WHAT IS EXPECTED
Rewrite every line of the records below as a JSON list of strings, one string per line, with blank lines dropped and the pictures left out.

PROVIDED DATA
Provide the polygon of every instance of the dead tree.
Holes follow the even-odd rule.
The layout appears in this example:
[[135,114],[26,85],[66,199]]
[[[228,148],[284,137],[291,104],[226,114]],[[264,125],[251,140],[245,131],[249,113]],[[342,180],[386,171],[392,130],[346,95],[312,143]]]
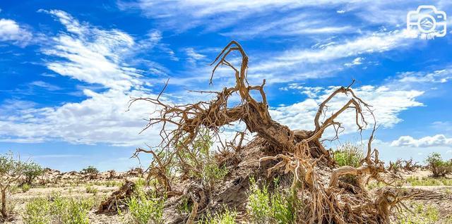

THE COMPLETED TASK
[
  "Provide the polygon of every instance of the dead tree.",
  "Holes follow the even-odd rule.",
  "The layout appears in this example:",
  "[[135,114],[26,85],[66,199]]",
  "[[[228,148],[284,137],[291,104],[226,114]],[[264,125],[251,140],[245,131],[249,113]],[[342,180],[386,171],[392,130],[346,95],[312,143]]]"
]